Take over something. Grocery shopping, cooking dinner, laundry. Those are the big ones. Pick one and do it.

Make plans. I always appreciated when my husband took one for the team and dealt with taking baby to visit MIL or having her over without me having to be there. We began inviting MIL over on Sunday afternoon pretty regularly. She played with baby while my husband caught up on work and I went out alone to run errands, get my nails done, exercise, meet friends, etc. My husband also spent years taking baby/toddler/preschooler to the gym early Saturday morning so I could sleep in.

Say nice things to her. "She looks so happy! That's all you!" "His smile reminds me of yours." This is one thing I do for my husband. He loves hearing my approval or my belief in his parenting skills.
Anonymous
Anonymous wrote:I am so sorry to hear this. No easy answer here.

Whatever your wife is feeling is very valid. This is a sacrifice and it is something that you have to live with. Over some time it will be the new normal. You will be ok, your wife will be ok, your kid will be ok.

Yes, there are moments you will miss and you will realize that you only have finite time with your kids. However, poverty is worse than daycare. If your wife needs to work - then she should stop feeling guilty.

Yes, Having a Nanny is a great option, but there is the danger of her being abusive and negligent. So, in that way a good daycare is safer. Yet, children fall ill all the time in the daycare unlike kids who are at home.

• • • • • • •

WORK INSTRUCTION 1:
In the passage on parenting and daycare, reproduce the part that opens with the words "Say nice things" and closes with "will be ok.", swapping "wife" for "partner".
WORK INSTRUCTION 2:
Carry the passage on parenting and daycare forward from its final sentence.

LISTED ENTRIES:

• • • • • • •

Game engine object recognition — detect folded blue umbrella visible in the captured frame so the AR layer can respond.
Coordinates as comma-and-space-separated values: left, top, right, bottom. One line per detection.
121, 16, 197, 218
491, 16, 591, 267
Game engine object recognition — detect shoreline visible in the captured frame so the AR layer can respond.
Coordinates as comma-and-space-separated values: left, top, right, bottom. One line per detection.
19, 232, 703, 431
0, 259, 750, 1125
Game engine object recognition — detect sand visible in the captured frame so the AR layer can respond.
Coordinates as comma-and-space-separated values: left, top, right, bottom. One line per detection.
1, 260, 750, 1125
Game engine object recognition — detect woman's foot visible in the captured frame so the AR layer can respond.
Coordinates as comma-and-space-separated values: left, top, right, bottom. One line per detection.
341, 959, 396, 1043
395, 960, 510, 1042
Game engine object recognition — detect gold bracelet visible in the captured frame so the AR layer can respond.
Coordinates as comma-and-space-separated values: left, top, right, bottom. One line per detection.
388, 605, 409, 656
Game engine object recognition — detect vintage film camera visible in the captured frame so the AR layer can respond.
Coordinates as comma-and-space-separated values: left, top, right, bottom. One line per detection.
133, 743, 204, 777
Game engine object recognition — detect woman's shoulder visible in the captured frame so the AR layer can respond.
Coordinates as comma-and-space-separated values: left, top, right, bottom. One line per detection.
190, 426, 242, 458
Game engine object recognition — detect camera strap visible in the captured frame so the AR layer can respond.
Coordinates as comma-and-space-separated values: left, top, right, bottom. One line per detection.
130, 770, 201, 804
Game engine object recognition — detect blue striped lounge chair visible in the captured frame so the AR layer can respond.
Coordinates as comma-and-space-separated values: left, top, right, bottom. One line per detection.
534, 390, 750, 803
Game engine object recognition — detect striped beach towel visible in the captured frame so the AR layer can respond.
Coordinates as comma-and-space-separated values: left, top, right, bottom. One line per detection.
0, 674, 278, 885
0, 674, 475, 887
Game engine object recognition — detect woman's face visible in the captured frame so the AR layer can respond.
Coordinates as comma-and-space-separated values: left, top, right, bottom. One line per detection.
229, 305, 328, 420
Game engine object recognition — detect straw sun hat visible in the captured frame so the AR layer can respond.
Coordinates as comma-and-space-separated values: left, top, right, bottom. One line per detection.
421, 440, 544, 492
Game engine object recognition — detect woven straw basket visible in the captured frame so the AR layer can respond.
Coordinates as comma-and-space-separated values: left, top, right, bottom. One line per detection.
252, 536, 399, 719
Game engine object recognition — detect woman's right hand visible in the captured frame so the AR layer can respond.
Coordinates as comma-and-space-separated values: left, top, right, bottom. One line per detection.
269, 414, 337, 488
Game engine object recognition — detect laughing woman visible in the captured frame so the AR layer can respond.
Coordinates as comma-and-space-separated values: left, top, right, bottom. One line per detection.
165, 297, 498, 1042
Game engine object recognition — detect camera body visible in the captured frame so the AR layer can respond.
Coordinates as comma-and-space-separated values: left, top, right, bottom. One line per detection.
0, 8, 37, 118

• • • • • • •

WRITTEN ANSWER 1:
Say nice things to her. "She looks so happy! That's all you!" "His smile reminds me of yours." This is one thing I do for my husband. He loves hearing my approval or my belief in his parenting skills.
Anonymous
Anonymous wrote:I am so sorry to hear this. No easy answer here.

Whatever your partner is feeling is very valid. This is a sacrifice and it is something that you have to live with. Over some time it will be the new normal. You will be ok, your partner will be ok, your kid will be ok.

WRITTEN ANSWER 2:
Best options are a grandma who takes care of the baby with the help of a nanny. Or your wife working from home. I am sure you have thought through all the scenarios and you are doing the very best.

It is hard and there will be a lot of guilt. A mom who stays at home with the kid and nurtures him/her is the best option by far for the kid. However, it may mean a drop in HHI, no safety net, difficulty in finding a job after being a SAHM etc.

Best of luck.


No it's not. Studies have shown time and again there is no difference between children with SAHMs and working moms. Stop spreading lies to feed your low self esteem.

http://thinkprogress.org/economy/2014/06/23/3451313/working-mothers-children/

Straight from the article:

Similarly, a 2010 review of 50 years of research found that children whose mothers worked before they reached age three didn’t have worse academic or behavior problems later in life than those with stay-at-home moms. There were even some positive benefits: toddlers with working moms grew up to have fewer problems with depression or anxiety and got better marks from teachers. Another large review of hundreds of studies found that “you can’t say very much about how a child will turn out simply because that child has an employed mother,” Ellen Galinsky, president and co-founder of the Families and Work Institute and one of the researchers doing the literature review, said.
Anonymous
it's really not bad at all once you get the getting up and out the door routine down. And pretty soon your child will love his teachers, and you will feel happy that you are sending him to "school" so early. he will learn so much from his friends and teachers, it will be a delight to you. mother of 2 daughters who went to daycare starting at 4 mos.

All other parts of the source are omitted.